━━━ Entries

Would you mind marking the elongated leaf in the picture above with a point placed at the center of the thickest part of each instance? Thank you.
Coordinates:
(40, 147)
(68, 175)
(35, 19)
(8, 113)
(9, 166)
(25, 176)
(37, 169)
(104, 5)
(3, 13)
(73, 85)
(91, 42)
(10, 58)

━━━━━━

**Task details:**
Go through the listing and print each line exactly as it appears.

**Exercise answer:**
Would you mind marking the elongated leaf in the picture above with a point placed at the center of the thickest part of each instance? Thank you.
Coordinates:
(40, 147)
(68, 175)
(35, 19)
(8, 113)
(9, 166)
(25, 176)
(37, 169)
(104, 5)
(3, 13)
(73, 85)
(91, 42)
(10, 58)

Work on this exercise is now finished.